**Extrait:**
Dr Anil Jhugroo: «La désintoxication privilégiée et non la substitution»

Depuis début 2016, le ministère de la Santé introduit progressivement un nouveau programme de la prise charge des toxicomanes basé sur la désintoxication au moyen du ‘Suboxone’ et de la ‘Naltrezone’. Les autorités impliquées dans la lutte contre la toxicomanie sont sur la même longueur d’onde en ce qui concerne l’introduction de ce nouveau programme, selon le Dr Anil Jhugroo, responsable de la Harm Reduction Unit du ministère de la Santé. « Notre objectif est de diminuer le nombre de toxicomanes à Maurice. De ce fait, l’accent sera mis sur la désintoxication et non sur la substitution. Il convient de noter que la méthadone est un produit qui contient les mêmes composants que les drogues dures, telle l’héroïne. Elle n’aide pas les bénéficiaires à sortir de la toxicomanie, mais agit tout simplement comme une drogue de substitution. Distribuée sous forme liquide à avaler, la méthadone diminue les risques de propagation des maladies, tel le VIH. Toutefois, avec le Suboxone, les bénéficiaires ont plus de chance de sortir du cercle vicieux de la drogue et de reprendre leur vie normale », explique le Dr Anil Jhugroo. Notre intervenant souligne également que les bénéficiaires auront accès à un suivi psychologique. « Après le traitement au Suboxone, ils seront traités avec la Naltrezone, un produit qui va leur permettre de mener une vie normale », affirme le responsable de la Harm Reduction Unit du ministère de la Santé.  
   

Les dessous de la distribution

À neuf heures, les toxicomanes semblent être dans un état léthargique devant le centre social à Ste-Croix. Avec leur petite fiole de méthadone à la main, ils arrivent à peine à se déplacer. Nous rencontrons Ajay, 36 ans. Il nous confie qu’il est sous traitement de la méthadone depuis plus de six ans. Pour lui, il s’agit d’une « potion magique » qui lui a sauvé la vie. « Depuis que je suis ce programme, j’ai pu me dénicher un emploi. En outre, c’est près de chez moi.  La décentralisation est une bonne chose, mais, parfois, nous arrivons trop tard. De 6 à 8 heures, c’est un délai trop court. Ceux qui travaillent dans l’équipe de nuit n’arrivent pas à l’heure au centre  », souligne Ajay. Toutefois, selon un autre habitant de la région, la méthadone ne fait qu’accentuer les problèmes liés à la drogue. « Dimun fer kouma fou kan zot fini bwar sa prodwi-la », lance-t-il. Pour lui, le gouvernement ne se concentre que sur la décentralisation. Il faut plutôt apporter un soutien psychologique et financier à ces toxicomanes, dit-il. C’est le même son de cloche du côté de Sébastien. Il affirme qu’il se drogue depuis plus de 20 ans, mais il n’a jamais éprouvé le besoin de prendre la méthadone. « Je ne suis pas accro à la drogue. Mais j’ai aussi constaté que la méthadone ne fait pas de miracles. D’ailleurs, les toxicomanes ne sont pas sensibilisés à ce traitement. La situation se détériore. Même après la décentralisation, l’atmosphère à ce site de distribution est déplorable. Il y a des toxicomanes qui agressent les passants. » Pour Sébastien, il faut trouver des solutions au problème du chômage. « Les ‘méthadoniens’ ont des problèmes financiers et ils sont frustrés. Leur donner de la méthadone ne suffit pas. »

**Entrées fournies:**
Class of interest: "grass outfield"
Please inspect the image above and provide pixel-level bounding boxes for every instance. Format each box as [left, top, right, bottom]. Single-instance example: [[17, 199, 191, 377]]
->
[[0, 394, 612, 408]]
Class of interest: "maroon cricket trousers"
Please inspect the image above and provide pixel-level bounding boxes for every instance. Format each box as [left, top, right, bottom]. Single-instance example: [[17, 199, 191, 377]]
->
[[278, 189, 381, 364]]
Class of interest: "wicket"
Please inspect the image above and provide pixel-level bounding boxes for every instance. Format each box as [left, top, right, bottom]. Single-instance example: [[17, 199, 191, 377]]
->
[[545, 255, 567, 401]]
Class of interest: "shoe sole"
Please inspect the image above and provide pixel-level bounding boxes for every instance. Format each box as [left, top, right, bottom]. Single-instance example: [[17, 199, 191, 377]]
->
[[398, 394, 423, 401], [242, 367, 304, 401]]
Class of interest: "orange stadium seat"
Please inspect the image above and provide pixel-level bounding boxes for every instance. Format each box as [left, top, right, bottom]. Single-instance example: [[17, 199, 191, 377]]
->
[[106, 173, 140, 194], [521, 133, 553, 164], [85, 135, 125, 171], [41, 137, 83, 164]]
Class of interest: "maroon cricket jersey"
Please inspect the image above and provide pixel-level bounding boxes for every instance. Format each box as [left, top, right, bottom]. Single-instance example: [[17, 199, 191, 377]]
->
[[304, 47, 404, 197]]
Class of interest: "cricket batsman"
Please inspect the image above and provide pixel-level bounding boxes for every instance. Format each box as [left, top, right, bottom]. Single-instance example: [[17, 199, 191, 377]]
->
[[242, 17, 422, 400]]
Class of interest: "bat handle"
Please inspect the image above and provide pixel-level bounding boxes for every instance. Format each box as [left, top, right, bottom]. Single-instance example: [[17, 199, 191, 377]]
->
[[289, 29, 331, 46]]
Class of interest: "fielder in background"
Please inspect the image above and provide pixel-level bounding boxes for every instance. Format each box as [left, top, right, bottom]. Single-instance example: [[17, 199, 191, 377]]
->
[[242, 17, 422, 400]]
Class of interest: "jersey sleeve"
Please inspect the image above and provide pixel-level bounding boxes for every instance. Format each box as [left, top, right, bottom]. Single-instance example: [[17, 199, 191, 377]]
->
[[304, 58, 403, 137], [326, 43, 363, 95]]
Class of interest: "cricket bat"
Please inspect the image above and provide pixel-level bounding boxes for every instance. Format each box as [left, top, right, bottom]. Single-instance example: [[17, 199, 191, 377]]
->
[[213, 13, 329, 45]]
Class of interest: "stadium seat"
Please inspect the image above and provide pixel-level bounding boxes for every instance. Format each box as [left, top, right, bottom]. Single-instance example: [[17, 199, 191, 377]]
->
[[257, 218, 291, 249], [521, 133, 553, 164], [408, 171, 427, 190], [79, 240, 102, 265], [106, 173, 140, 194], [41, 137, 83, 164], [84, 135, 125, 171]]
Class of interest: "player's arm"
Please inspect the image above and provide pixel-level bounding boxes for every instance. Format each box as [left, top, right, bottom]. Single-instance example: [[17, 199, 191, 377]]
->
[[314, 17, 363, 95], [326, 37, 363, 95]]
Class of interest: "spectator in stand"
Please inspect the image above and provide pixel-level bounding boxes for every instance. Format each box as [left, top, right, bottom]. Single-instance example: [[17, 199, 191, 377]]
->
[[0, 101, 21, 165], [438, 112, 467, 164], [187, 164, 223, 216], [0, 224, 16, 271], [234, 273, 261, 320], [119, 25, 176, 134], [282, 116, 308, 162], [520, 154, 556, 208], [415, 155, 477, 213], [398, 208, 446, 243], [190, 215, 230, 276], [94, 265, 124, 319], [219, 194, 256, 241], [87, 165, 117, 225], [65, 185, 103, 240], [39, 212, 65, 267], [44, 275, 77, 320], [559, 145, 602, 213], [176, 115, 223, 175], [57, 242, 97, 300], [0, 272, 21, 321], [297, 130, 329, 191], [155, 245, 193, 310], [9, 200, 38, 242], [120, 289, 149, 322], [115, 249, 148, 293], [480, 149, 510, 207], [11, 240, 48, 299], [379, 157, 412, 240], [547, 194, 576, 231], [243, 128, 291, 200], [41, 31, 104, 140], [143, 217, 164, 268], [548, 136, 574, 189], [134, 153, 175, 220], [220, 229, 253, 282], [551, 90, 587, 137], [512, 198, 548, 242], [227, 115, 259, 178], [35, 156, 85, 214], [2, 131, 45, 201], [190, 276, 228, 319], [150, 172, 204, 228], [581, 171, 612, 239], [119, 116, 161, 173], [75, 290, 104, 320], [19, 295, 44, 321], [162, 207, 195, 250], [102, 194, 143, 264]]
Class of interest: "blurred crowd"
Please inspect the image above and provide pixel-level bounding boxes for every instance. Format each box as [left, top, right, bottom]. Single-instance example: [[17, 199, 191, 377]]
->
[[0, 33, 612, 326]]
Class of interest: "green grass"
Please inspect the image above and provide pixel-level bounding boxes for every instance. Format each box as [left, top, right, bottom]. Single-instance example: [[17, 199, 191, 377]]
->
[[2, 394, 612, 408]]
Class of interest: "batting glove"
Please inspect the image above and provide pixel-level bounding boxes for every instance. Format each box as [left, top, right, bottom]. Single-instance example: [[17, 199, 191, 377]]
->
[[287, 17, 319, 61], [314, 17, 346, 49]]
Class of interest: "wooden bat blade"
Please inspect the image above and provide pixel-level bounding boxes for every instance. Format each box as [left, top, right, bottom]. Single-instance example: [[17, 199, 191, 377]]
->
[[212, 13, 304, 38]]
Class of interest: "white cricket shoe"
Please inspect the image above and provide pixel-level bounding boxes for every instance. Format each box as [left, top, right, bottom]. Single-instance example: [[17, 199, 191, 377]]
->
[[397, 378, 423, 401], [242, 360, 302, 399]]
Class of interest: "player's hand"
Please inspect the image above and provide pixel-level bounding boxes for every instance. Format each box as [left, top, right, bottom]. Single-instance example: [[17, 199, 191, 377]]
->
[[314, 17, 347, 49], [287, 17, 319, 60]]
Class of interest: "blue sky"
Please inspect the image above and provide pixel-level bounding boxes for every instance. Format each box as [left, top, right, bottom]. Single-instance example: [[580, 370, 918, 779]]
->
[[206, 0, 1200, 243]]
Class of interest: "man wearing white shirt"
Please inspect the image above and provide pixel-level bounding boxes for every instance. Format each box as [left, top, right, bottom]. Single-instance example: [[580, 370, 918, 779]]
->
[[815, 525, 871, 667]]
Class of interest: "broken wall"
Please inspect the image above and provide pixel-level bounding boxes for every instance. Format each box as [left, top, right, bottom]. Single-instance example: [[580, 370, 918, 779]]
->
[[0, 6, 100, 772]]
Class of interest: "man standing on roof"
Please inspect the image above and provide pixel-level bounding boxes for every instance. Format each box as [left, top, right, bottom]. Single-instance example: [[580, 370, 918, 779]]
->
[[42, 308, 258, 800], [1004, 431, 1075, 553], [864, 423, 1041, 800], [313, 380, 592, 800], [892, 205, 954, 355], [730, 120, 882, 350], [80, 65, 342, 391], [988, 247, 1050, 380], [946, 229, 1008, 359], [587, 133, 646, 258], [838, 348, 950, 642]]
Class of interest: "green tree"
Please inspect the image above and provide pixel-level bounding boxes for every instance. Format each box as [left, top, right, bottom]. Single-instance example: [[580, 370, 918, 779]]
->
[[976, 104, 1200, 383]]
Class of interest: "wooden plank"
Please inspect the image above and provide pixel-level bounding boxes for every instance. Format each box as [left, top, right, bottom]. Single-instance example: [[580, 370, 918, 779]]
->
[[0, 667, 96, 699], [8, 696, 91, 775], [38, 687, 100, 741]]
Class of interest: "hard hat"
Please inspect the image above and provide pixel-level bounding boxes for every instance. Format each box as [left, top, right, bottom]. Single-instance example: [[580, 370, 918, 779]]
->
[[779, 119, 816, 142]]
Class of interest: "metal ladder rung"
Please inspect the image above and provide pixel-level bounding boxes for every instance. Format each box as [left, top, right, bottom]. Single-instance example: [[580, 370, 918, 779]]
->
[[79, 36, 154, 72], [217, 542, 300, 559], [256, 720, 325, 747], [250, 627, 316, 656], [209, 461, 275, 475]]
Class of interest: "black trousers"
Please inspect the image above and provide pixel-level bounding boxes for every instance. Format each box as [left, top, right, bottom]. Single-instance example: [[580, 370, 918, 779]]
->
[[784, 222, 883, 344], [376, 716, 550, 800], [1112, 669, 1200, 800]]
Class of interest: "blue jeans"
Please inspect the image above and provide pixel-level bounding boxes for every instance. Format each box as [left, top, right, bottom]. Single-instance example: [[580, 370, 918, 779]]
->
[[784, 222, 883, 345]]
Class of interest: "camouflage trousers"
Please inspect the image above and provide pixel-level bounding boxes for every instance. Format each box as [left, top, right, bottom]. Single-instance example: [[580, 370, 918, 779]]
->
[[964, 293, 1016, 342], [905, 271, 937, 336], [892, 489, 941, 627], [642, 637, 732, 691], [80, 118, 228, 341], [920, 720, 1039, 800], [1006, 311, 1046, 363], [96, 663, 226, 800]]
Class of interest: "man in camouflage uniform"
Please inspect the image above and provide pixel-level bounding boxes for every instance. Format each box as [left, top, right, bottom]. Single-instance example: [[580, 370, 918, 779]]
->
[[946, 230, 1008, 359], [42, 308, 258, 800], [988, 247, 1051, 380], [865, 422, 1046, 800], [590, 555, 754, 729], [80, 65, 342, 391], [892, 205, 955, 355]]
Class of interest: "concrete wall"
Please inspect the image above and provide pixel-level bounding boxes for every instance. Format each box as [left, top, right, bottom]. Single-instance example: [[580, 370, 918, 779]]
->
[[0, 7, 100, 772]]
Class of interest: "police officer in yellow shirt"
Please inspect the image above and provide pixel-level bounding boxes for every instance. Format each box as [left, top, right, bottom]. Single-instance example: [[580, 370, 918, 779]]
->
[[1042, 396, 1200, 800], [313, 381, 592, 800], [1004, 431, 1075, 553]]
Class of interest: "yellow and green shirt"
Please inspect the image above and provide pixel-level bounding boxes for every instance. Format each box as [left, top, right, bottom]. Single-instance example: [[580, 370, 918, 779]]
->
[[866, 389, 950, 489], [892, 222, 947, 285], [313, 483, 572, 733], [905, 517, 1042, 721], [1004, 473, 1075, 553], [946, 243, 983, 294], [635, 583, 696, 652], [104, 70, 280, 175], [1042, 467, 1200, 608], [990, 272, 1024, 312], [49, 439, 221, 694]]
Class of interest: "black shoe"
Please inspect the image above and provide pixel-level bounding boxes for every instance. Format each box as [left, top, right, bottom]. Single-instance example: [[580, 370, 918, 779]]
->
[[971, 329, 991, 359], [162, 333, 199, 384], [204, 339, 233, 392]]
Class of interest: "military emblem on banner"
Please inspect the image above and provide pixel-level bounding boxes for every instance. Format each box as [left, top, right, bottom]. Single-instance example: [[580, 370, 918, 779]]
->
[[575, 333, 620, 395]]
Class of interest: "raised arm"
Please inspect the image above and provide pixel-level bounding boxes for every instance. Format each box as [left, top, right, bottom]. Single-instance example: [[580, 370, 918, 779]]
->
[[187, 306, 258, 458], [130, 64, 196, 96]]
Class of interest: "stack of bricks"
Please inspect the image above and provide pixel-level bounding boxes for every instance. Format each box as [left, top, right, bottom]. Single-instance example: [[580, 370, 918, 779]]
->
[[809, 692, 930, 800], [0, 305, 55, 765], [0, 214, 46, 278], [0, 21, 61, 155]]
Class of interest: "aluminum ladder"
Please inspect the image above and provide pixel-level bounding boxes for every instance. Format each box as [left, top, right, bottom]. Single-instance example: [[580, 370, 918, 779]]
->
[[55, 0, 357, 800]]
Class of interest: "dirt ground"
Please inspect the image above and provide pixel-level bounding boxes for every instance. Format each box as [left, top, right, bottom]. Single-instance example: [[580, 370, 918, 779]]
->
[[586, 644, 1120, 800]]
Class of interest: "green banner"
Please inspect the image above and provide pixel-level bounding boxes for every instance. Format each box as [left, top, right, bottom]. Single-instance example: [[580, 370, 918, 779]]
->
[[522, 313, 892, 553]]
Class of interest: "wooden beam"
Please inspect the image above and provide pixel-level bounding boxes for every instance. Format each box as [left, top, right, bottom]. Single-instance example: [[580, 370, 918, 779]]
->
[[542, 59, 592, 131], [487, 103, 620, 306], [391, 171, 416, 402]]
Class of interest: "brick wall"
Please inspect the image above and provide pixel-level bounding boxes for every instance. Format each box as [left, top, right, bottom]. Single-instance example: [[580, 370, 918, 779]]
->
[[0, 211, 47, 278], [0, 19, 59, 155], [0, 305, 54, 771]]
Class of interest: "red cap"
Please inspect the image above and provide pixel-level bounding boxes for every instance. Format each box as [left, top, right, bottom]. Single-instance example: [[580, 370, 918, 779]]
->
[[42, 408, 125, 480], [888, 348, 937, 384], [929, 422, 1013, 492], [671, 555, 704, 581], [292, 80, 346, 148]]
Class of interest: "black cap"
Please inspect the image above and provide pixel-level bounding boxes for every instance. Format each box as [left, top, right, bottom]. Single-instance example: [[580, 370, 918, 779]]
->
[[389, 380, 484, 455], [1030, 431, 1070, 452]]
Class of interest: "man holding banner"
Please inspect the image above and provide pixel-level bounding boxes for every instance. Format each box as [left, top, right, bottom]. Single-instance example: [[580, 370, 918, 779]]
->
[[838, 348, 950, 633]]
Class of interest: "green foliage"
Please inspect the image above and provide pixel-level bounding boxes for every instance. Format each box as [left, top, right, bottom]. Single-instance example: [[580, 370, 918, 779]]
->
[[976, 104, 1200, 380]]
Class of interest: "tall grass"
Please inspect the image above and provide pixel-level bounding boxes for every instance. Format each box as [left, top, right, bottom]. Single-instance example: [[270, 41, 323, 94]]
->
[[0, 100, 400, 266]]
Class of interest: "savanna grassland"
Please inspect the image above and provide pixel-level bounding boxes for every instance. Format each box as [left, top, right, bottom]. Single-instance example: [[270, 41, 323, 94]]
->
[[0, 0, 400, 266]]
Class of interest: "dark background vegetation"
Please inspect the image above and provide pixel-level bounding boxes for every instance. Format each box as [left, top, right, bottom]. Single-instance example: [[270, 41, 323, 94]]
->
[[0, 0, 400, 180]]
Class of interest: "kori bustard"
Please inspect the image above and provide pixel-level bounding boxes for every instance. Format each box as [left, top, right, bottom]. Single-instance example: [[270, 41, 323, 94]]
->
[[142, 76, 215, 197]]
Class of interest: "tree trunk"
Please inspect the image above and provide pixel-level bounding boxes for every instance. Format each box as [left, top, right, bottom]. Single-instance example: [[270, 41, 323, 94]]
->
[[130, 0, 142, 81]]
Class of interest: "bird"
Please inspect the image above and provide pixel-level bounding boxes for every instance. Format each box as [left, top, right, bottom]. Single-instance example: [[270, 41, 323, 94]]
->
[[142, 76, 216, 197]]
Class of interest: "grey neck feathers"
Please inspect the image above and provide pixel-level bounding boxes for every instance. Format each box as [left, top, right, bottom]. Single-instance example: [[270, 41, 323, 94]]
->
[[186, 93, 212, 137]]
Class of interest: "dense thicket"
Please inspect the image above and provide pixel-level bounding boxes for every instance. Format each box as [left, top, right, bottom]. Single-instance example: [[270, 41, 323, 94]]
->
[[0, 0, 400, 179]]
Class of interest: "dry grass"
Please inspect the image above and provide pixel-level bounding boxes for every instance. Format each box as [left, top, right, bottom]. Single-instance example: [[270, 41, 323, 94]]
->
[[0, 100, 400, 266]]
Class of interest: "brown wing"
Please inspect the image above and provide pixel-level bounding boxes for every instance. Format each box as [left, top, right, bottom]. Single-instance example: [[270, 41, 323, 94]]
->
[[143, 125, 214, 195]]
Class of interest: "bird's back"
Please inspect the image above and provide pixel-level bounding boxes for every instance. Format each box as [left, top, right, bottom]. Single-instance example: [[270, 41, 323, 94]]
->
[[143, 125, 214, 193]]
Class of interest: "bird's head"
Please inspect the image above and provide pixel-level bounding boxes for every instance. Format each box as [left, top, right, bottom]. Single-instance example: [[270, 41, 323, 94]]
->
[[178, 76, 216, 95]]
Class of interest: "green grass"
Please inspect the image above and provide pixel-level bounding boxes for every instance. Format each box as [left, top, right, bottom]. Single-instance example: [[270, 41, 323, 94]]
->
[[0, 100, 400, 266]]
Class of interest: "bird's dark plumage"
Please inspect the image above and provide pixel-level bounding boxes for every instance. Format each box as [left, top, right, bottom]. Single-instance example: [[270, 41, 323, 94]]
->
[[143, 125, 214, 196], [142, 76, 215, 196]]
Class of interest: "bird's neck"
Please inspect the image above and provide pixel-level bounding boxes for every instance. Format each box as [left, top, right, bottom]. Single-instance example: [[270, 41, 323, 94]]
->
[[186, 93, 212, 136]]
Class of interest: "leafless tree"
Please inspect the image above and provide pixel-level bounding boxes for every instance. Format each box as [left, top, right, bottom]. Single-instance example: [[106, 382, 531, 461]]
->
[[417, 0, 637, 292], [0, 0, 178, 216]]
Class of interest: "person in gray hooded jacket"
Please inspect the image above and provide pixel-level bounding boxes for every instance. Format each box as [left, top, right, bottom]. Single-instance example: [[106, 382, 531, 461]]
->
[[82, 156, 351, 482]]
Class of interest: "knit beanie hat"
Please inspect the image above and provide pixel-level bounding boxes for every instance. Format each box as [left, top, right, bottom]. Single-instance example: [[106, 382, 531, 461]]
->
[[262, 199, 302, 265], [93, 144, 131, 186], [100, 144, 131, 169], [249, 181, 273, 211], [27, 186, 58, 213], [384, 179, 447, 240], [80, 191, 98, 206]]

**Liste des activités:**
1/ D'après l'extrait, pourquoi le Dr Anil Jhugroo veut-il miser sur la désintoxication plutôt que sur la substitution ? Répondez en une à trois phrases.
2/ Répondez à ces questions à l'aide de l'extrait :
(a) Depuis quand le ministère de la Santé met-il en place le nouveau programme ?
(b) Depuis combien de temps Ajay suit-il le traitement à la méthadone ?
(c) Depuis combien de temps Sébastien dit-il se droguer ?

**Résultats attendus:**
1/ Son but est de réduire le nombre de toxicomanes à Maurice. Il explique que la méthadone contient les mêmes composants que les drogues dures comme l'héroïne. Elle n'aide donc pas à sortir de la toxicomanie et sert seulement de drogue de substitution.

2/
(a) Depuis début 2016.
(b) Depuis plus de six ans.
(c) Depuis plus de 20 ans.